WHAT TO PRODUCE: Output each line of the material exactly as it stands.

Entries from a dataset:
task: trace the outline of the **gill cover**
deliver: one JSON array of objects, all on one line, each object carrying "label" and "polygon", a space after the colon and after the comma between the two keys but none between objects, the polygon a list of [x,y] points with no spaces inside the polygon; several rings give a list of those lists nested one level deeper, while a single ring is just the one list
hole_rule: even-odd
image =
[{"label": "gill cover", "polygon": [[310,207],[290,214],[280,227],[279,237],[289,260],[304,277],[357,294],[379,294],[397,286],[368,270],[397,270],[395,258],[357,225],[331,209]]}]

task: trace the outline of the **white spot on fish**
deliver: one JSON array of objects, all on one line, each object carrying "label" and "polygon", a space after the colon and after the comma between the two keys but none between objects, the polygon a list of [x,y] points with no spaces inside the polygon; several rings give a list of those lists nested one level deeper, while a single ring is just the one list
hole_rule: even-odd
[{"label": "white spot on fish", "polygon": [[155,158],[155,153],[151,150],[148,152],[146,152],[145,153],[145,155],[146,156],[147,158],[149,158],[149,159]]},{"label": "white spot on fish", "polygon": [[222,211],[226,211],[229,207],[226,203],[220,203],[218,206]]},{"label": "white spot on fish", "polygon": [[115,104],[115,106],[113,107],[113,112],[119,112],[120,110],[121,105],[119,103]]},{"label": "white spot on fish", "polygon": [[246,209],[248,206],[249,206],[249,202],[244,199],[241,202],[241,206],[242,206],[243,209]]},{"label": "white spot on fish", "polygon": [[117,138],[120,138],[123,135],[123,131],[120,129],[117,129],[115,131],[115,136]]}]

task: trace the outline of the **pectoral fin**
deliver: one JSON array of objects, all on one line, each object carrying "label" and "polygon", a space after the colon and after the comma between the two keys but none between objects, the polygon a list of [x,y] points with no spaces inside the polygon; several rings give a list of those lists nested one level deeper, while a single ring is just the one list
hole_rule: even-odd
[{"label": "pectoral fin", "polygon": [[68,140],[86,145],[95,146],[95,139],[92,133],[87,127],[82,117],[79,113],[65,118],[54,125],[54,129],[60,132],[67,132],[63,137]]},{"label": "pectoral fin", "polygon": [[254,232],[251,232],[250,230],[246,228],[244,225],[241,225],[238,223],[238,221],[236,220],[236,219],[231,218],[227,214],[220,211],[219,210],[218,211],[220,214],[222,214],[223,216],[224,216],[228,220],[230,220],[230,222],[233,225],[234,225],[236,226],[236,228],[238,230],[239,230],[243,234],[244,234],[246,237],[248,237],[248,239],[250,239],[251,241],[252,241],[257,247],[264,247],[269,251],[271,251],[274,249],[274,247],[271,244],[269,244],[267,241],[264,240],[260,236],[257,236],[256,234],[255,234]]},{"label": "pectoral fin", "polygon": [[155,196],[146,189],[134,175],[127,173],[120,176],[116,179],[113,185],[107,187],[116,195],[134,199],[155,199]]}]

SOLUTION:
task: trace the outline of the **gill cover**
deliver: one JSON array of objects, all on one line, each object carrying "label" and "polygon", a space after the colon and after the comma between the two keys but none between objects, the polygon a list of [x,y] points with no spaces inside the polygon; several rings give a list of those lists nested one level deeper, while a single ring is just the one list
hole_rule: even-odd
image =
[{"label": "gill cover", "polygon": [[310,207],[290,214],[280,227],[279,237],[289,260],[304,277],[357,294],[379,294],[397,286],[368,270],[397,270],[395,258],[357,225],[331,209]]}]

task: trace the outline of the **white spot on fish**
deliver: one JSON array of objects, all on one line, each object carrying "label" and "polygon", a space after the colon and after the comma between the two keys but none between objects, the polygon a list of [x,y] points with no spaces inside the polygon; several rings give a list of those lists nested one level deeper, while a single ring is just the one list
hole_rule: even-odd
[{"label": "white spot on fish", "polygon": [[155,158],[155,153],[151,150],[148,152],[146,152],[145,153],[145,155],[146,156],[147,158],[149,158],[149,159]]},{"label": "white spot on fish", "polygon": [[222,211],[226,211],[229,207],[226,203],[220,203],[218,206]]},{"label": "white spot on fish", "polygon": [[115,104],[115,106],[113,107],[113,112],[119,112],[120,110],[121,105],[119,103]]},{"label": "white spot on fish", "polygon": [[246,209],[248,206],[249,206],[249,202],[244,199],[241,202],[241,206],[242,206],[243,209]]},{"label": "white spot on fish", "polygon": [[117,138],[120,138],[123,135],[123,131],[120,129],[117,129],[115,131],[115,136]]}]

task: trace the outline of the **pectoral fin**
deliver: one JSON array of objects, all on one line, each object carrying "label" and "polygon", a space after the colon and after the comma between the two keys but none between objects, the polygon a list of [x,y] points with no spaces inside the polygon; several rings give a list of those lists nested one level deeper, while a single ring is just the one list
hole_rule: even-odd
[{"label": "pectoral fin", "polygon": [[68,140],[86,145],[95,146],[95,139],[92,133],[87,127],[82,117],[79,113],[65,118],[54,125],[54,129],[60,132],[67,132],[63,137]]},{"label": "pectoral fin", "polygon": [[254,232],[251,232],[250,230],[246,228],[244,225],[241,225],[238,223],[238,221],[236,220],[236,219],[231,218],[227,214],[220,211],[219,210],[218,211],[220,214],[222,214],[223,216],[224,216],[228,220],[230,220],[230,222],[233,225],[234,225],[236,226],[236,228],[238,230],[239,230],[243,234],[244,234],[246,237],[248,237],[248,239],[250,239],[251,241],[252,241],[257,247],[264,247],[269,251],[271,251],[274,249],[274,247],[271,244],[269,244],[267,241],[264,240],[260,236],[257,236],[256,234],[255,234]]},{"label": "pectoral fin", "polygon": [[155,196],[146,189],[134,175],[127,173],[120,176],[116,179],[113,185],[107,187],[116,195],[134,199],[155,199]]}]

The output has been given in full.